■ **SOURCE TEXT**
============================================================

He's part right. The populist / Buffy the vampire slayer / girls can do anything boys can do type of feminism that was strongly pushed in the media while I ws growing up did obscure the degree to which male bodies are faster and stronger than female bodies. I didn't realise the degree of difference until I saw the elite sportswomen vs high school boys stats on here. Nor did I know just how stark the sex difference is in sex offending stats.
There was also a feeling that women's physical differences to men were used as an argument that our minds/capabilities were also innately different and this made us not suited to the various high power/status roles in society, and mentioning our female bodies was playing into that narrative. To be valued and empowered as much as men, we had to have no meaingful differences to men.
So, you had this context where physical differences were not really being acknowledged.

============================================================

■ **GIVEN MATERIAL**
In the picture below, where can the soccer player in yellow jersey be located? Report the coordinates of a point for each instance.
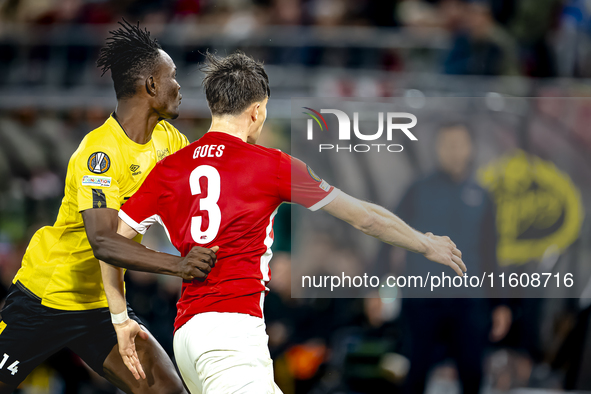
(57, 298)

============================================================

■ **TASKS TO PERFORM**
**a)** Rewrite the paragraph beginning "There was also a feeling" from the post on feminism and physical sex differences, shortening it but keeping its main facts.
**b)** Carry on the post on feminism and physical sex differences, starting after its final sentence.

■ **TASK-BY-TASK ANSWERS**
**a)** Women's physical differences from men seemed to be used to argue that their minds and capabilities were innately different and unsuited to high-power, high-status roles. Mentioning female bodies therefore seemed to feed that narrative. To be valued and empowered as much as men, women had to have no meaningful differences from them.

**b)**
Then into that comes the trans narrative and at first it does seem feminist = "hey look, male people can behave and act in traditionally female ways, that subverts sexist ideas about women, right?" and "These men are refugees from toxic masculinity, they are like us".
It took a while to realise that when they say "trans women are women" they don't mean it as a metaphor, they mean it totally literally, and they are not subverting society's outdated ideas about what is innate to womanhood but reinforcing them, and they are not feminist allies who sympathise with women trying to carve out their own safety and power in the face of the entitlement and violence of toxic masculinity, they are simply exhibiting the same entitlement in a different way.